_Data shown_:
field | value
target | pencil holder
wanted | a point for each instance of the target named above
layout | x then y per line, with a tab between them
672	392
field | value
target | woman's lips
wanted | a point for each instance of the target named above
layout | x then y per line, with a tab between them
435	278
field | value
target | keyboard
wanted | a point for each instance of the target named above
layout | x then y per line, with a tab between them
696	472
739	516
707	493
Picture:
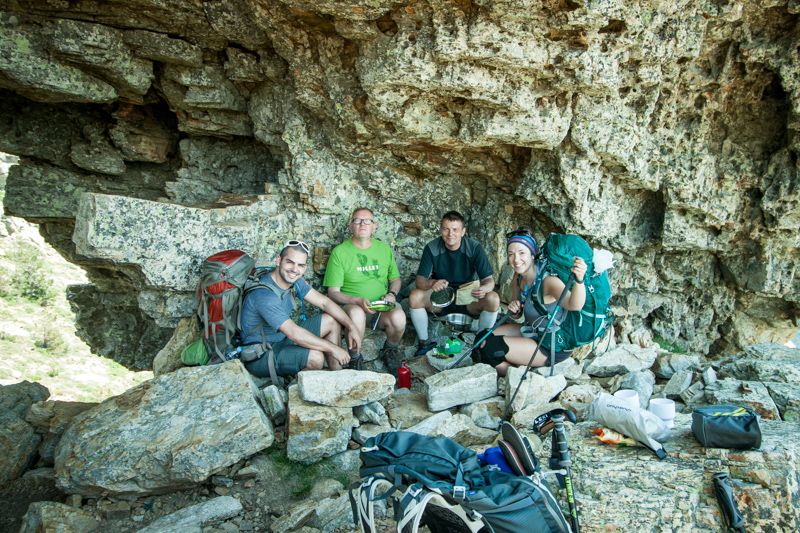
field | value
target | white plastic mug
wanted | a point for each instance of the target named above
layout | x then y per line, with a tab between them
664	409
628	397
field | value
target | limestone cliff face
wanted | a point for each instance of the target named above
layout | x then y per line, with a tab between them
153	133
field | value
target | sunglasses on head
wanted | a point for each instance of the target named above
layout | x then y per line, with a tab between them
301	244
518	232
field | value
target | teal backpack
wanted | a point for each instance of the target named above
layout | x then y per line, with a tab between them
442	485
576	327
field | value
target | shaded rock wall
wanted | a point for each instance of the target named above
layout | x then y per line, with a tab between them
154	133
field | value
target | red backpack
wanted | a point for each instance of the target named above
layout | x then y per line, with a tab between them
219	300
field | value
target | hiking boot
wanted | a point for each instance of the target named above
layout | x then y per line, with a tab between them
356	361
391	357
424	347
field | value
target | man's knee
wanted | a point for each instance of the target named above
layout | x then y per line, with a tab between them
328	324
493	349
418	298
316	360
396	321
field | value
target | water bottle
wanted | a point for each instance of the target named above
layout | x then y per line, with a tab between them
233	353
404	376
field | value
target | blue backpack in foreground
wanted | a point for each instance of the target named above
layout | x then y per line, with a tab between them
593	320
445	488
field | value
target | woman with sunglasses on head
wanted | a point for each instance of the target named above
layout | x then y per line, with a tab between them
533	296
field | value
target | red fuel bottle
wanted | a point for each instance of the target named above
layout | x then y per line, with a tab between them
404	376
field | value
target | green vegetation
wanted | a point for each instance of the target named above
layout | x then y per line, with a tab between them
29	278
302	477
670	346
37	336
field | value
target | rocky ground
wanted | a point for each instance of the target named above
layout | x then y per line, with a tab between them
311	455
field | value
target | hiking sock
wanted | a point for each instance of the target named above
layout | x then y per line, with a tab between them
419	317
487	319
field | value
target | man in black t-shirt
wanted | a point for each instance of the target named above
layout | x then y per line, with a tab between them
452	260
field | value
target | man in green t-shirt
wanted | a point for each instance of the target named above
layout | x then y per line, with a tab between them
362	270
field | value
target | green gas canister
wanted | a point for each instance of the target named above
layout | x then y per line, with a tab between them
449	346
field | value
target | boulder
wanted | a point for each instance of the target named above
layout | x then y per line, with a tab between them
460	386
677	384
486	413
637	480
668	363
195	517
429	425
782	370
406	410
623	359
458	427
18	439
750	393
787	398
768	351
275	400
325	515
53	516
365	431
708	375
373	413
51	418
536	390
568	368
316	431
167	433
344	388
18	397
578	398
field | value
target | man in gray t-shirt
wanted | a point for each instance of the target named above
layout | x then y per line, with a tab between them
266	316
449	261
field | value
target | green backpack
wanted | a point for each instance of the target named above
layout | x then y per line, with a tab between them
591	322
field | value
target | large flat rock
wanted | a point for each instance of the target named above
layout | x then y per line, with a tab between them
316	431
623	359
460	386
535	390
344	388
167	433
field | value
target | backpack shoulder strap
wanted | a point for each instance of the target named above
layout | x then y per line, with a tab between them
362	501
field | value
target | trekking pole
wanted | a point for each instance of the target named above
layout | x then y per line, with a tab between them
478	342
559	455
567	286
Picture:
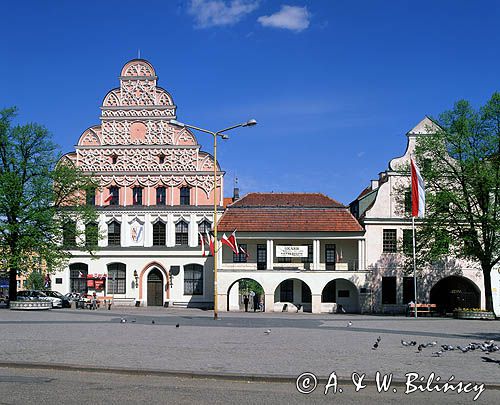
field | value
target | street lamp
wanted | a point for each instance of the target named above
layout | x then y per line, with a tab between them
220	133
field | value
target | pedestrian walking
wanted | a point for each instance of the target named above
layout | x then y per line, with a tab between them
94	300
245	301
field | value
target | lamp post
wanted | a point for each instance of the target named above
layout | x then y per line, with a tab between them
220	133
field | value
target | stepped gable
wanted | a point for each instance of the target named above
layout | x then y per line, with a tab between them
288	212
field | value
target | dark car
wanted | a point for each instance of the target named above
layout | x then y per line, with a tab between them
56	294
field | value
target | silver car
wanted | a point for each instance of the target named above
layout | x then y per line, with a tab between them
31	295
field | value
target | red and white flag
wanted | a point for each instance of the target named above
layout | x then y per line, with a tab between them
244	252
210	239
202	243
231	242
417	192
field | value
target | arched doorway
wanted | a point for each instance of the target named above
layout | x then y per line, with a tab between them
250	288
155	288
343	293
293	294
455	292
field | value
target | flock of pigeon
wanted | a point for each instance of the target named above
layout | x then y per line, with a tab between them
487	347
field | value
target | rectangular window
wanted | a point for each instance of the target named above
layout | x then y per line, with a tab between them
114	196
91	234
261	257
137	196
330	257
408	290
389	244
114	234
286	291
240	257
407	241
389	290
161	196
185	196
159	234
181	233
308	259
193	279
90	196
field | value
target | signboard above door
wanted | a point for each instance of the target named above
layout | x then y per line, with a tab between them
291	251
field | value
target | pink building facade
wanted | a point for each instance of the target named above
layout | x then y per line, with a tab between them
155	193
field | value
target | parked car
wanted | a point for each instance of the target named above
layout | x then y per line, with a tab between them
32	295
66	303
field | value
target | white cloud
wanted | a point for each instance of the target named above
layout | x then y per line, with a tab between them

* * *

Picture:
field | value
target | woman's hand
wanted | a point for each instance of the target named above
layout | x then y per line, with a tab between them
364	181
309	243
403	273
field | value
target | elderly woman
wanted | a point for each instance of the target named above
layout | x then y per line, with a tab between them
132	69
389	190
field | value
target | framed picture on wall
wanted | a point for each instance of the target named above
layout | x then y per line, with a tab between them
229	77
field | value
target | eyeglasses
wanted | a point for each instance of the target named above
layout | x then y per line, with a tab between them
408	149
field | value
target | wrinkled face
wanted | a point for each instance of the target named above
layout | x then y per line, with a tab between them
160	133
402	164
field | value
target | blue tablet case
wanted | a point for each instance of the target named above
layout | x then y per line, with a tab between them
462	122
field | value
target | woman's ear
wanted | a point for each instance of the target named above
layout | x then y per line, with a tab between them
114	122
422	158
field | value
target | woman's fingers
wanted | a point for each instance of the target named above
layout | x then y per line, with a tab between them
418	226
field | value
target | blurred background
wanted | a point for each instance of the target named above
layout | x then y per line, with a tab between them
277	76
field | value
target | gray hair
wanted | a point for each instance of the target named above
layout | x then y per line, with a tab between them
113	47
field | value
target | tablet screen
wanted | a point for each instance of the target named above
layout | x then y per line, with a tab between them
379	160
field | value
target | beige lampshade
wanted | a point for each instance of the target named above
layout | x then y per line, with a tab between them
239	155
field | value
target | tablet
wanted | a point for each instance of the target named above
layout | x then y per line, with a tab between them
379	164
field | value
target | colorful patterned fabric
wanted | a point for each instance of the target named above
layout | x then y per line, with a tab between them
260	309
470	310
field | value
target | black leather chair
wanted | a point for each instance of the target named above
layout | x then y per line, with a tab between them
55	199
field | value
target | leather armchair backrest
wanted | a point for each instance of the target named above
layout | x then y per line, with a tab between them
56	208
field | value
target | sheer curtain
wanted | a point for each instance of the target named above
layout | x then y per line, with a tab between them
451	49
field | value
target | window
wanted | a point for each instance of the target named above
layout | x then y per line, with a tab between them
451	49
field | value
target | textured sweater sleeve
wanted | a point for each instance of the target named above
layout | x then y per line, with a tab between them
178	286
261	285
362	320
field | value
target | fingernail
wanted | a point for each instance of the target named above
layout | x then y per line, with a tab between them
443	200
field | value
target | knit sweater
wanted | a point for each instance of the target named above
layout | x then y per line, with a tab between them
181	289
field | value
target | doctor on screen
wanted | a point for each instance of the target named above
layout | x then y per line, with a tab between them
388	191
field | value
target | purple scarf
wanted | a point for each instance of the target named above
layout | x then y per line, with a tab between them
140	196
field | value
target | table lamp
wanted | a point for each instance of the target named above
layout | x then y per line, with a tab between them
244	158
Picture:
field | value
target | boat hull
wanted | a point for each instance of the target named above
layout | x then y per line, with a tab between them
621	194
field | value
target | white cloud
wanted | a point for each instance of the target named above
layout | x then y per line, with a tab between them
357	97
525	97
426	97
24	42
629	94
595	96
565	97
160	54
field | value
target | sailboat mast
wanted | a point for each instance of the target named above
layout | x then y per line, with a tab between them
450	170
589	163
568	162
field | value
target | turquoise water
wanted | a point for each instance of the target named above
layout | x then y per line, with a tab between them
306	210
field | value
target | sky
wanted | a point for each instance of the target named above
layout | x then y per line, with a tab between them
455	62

_Task prompt_: Locate each line of the data above that contains the string "backpack" and copy those lines out in full.

_Full solution_:
target | teal backpack
target | red backpack
target | blue backpack in foreground
target | green backpack
target | backpack shoulder strap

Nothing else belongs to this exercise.